• **GOAL OF THE EXERCISE**:
Could you transcribe the entries below exactly, starting at the line that contains "(a) The tunnel ceiling" and stopping at the last line, without any pictures?

+---+

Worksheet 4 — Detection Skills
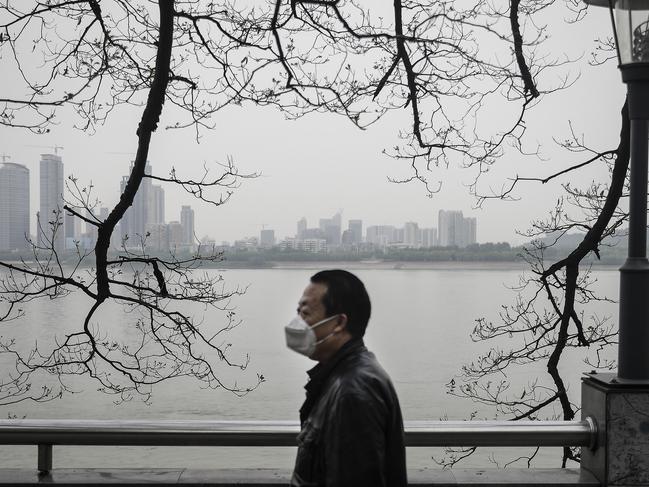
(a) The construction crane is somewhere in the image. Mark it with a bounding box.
[25,144,64,155]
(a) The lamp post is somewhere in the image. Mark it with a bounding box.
[585,0,649,381]
[586,0,649,383]
[578,8,649,477]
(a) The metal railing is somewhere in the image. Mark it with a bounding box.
[0,417,597,474]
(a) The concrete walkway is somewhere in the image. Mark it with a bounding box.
[0,468,600,486]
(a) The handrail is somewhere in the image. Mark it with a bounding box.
[0,418,597,447]
[0,418,597,473]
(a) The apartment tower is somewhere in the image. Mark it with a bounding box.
[0,162,30,251]
[38,153,64,251]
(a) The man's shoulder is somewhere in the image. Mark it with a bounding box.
[332,348,394,396]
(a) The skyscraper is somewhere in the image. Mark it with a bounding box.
[404,221,420,247]
[332,211,342,230]
[38,153,64,251]
[120,162,152,246]
[180,205,195,246]
[348,219,363,244]
[366,225,397,247]
[464,217,477,247]
[149,184,165,225]
[297,217,307,239]
[0,162,30,251]
[168,221,184,250]
[319,211,342,246]
[64,207,81,250]
[421,228,438,248]
[438,210,477,248]
[341,229,354,246]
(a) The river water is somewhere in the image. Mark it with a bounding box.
[0,263,620,470]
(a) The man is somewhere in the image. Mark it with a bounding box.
[285,269,407,487]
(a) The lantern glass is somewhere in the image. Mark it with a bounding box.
[615,0,649,64]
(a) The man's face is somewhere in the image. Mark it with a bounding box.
[298,282,329,328]
[297,282,339,361]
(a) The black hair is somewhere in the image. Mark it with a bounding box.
[310,269,371,338]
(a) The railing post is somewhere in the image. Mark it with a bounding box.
[581,373,649,486]
[38,444,52,474]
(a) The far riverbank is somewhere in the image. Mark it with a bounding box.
[214,260,622,271]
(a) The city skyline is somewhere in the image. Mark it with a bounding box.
[233,210,479,251]
[1,152,491,251]
[0,156,198,252]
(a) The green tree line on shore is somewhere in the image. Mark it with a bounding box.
[0,240,630,267]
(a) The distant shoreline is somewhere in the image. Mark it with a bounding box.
[212,260,622,271]
[0,257,623,272]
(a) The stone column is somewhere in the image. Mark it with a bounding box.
[581,373,649,486]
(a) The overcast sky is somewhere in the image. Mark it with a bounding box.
[0,5,625,246]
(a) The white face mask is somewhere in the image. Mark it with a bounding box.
[285,314,339,358]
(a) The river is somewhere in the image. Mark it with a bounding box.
[0,263,620,470]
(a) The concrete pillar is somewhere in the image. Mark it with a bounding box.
[581,373,649,486]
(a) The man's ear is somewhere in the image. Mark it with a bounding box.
[336,313,348,332]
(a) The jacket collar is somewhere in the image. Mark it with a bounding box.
[306,337,365,382]
[300,338,365,423]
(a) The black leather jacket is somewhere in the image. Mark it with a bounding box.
[291,339,407,487]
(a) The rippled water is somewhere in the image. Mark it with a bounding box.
[0,264,619,469]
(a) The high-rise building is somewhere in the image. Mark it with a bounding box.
[319,211,342,246]
[319,218,331,231]
[297,217,307,239]
[260,229,275,248]
[438,210,477,248]
[421,228,438,247]
[303,227,325,239]
[146,223,169,251]
[464,217,477,247]
[120,162,152,246]
[64,207,82,250]
[168,221,184,250]
[341,230,354,246]
[150,185,165,225]
[332,211,342,229]
[348,219,363,244]
[38,153,64,251]
[0,162,30,251]
[438,210,461,247]
[180,205,195,246]
[323,224,341,246]
[366,225,397,247]
[404,221,420,247]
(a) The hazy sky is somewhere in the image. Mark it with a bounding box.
[0,5,625,246]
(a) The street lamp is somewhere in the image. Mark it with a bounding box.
[586,0,649,381]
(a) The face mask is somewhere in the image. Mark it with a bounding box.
[285,314,339,358]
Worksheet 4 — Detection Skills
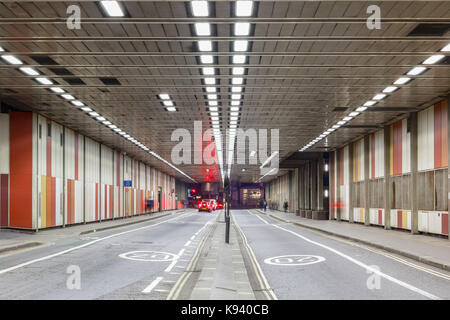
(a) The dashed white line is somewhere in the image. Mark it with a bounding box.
[142,277,163,293]
[184,240,192,247]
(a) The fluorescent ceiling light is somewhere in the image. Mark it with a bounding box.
[230,116,238,121]
[231,100,241,106]
[337,121,345,125]
[158,93,170,100]
[35,77,53,85]
[232,77,244,85]
[204,77,216,85]
[441,43,450,52]
[232,67,245,75]
[191,1,209,16]
[332,124,341,129]
[232,55,246,64]
[209,106,218,112]
[211,112,219,117]
[206,86,216,93]
[230,120,237,125]
[349,112,360,117]
[100,1,125,17]
[200,55,214,64]
[230,112,239,116]
[1,55,23,65]
[211,116,219,121]
[96,116,106,121]
[114,128,122,132]
[383,86,398,93]
[235,22,250,36]
[89,111,99,117]
[231,86,242,93]
[234,40,249,52]
[81,107,92,112]
[373,93,387,100]
[61,94,75,100]
[194,23,211,36]
[343,116,352,121]
[19,67,39,76]
[202,67,215,75]
[198,40,212,51]
[236,1,253,17]
[231,94,242,100]
[364,101,377,107]
[0,46,4,52]
[166,107,177,112]
[71,100,84,106]
[102,120,111,125]
[50,87,65,93]
[356,106,367,112]
[230,106,240,111]
[109,124,117,129]
[407,66,427,76]
[422,55,445,65]
[207,94,218,100]
[163,100,174,106]
[393,77,411,85]
[208,100,218,106]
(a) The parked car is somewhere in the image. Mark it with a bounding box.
[216,201,223,210]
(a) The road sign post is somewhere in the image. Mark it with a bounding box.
[224,177,230,244]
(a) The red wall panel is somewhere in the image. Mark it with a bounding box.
[9,112,33,228]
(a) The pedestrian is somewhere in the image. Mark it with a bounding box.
[263,200,267,212]
[283,200,288,213]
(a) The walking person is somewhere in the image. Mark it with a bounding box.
[263,199,267,212]
[283,200,288,213]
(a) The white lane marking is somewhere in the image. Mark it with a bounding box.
[164,249,186,273]
[142,276,163,293]
[190,235,196,240]
[247,211,441,300]
[184,240,192,247]
[252,213,269,224]
[0,211,193,275]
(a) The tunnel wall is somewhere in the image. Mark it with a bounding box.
[330,99,448,237]
[5,111,180,230]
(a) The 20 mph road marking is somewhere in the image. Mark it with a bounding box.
[0,211,193,275]
[248,211,441,300]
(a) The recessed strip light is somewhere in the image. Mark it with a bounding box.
[383,86,398,93]
[422,54,445,65]
[35,77,53,85]
[1,55,23,65]
[19,67,39,76]
[200,55,214,64]
[236,1,254,17]
[394,77,411,85]
[235,22,250,36]
[194,22,211,36]
[198,40,212,51]
[100,1,125,17]
[71,100,84,106]
[158,93,170,100]
[441,43,450,52]
[407,66,427,76]
[191,0,209,17]
[61,94,75,100]
[234,40,249,52]
[50,87,65,93]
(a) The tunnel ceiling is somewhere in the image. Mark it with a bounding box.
[0,1,449,183]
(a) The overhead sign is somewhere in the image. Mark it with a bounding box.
[264,255,325,266]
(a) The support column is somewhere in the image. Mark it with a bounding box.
[448,94,450,240]
[410,113,419,234]
[348,143,354,223]
[293,168,299,213]
[364,135,370,226]
[311,161,317,210]
[336,150,341,221]
[384,125,391,229]
[329,152,335,220]
[318,156,324,211]
[305,162,311,210]
[298,165,304,210]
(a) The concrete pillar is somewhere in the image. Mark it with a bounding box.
[329,152,335,220]
[318,156,324,211]
[348,143,354,223]
[293,168,299,212]
[364,135,370,226]
[448,94,450,240]
[384,125,391,229]
[410,113,419,234]
[305,162,311,210]
[336,150,341,221]
[311,161,318,210]
[298,165,304,210]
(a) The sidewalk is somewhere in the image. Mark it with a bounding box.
[189,211,255,300]
[255,208,450,271]
[0,209,184,255]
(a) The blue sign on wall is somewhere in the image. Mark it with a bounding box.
[124,180,132,187]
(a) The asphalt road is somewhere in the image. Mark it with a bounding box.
[0,209,216,299]
[232,209,450,300]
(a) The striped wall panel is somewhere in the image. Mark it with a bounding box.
[339,146,350,220]
[113,150,123,218]
[353,207,365,223]
[353,139,364,182]
[390,209,411,230]
[36,116,64,228]
[389,119,411,175]
[369,130,385,179]
[418,211,448,235]
[369,208,385,226]
[418,99,449,171]
[100,145,114,220]
[0,114,9,227]
[85,137,100,222]
[65,129,84,225]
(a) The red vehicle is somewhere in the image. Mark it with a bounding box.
[216,201,223,210]
[198,200,213,212]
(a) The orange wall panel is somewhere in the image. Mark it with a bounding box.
[9,112,33,229]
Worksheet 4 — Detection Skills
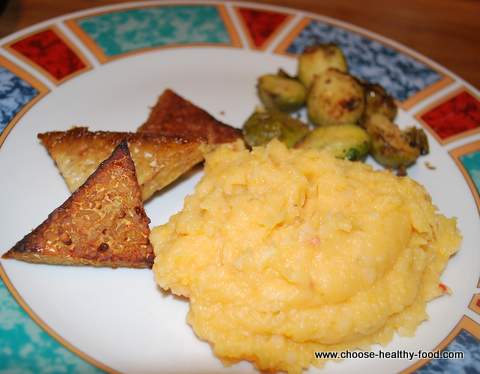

+---+

• **RESPONSE**:
(a) The tunnel ceiling is somewhere in the image. Mark it with a bounding box.
[0,1,449,183]
(a) The overhead sign is somewhere in the image. Mark it with a bounding box.
[264,255,325,266]
(a) The support column is somewhere in the image. Mark it with a bounding box.
[448,94,450,240]
[410,113,419,234]
[348,143,354,223]
[293,168,299,213]
[364,135,370,226]
[311,161,317,210]
[336,150,341,221]
[384,125,391,229]
[329,152,335,220]
[318,156,324,211]
[305,162,311,210]
[298,165,304,210]
(a) The concrete pillar is somewhere in the image. Mark it with a bounding box.
[329,152,335,220]
[318,156,324,211]
[348,143,354,223]
[293,168,299,212]
[364,135,370,226]
[448,94,450,240]
[384,125,391,229]
[410,113,419,234]
[305,162,311,210]
[336,150,341,221]
[311,161,318,210]
[298,165,304,210]
(a) The sidewalk is somewhere in the image. Mark it with a bounding box.
[189,211,255,300]
[255,208,450,271]
[0,209,184,255]
(a) The blue sign on wall is somewhere in the image. Mark it with a bounding box.
[124,180,132,187]
(a) The asphalt road is somewhere in the image. Mark it with a bounding box.
[0,209,216,299]
[232,209,450,300]
(a) The striped wall panel is somewhere in the image. Mark it with a bounding box.
[339,146,350,220]
[113,150,123,218]
[353,207,365,223]
[353,139,364,182]
[390,209,411,230]
[36,116,64,228]
[389,119,411,175]
[369,130,385,179]
[418,211,448,235]
[369,208,385,226]
[418,99,449,171]
[100,145,114,220]
[0,114,9,227]
[85,137,100,222]
[65,129,84,225]
(a) The red vehicle is somewhere in the image. Mark it with a bounding box.
[216,201,223,210]
[198,200,213,212]
(a) The orange wall panel is somewhere in the image. Mark it with a bounding box.
[9,112,33,229]
Worksheet 4 — Detection Skills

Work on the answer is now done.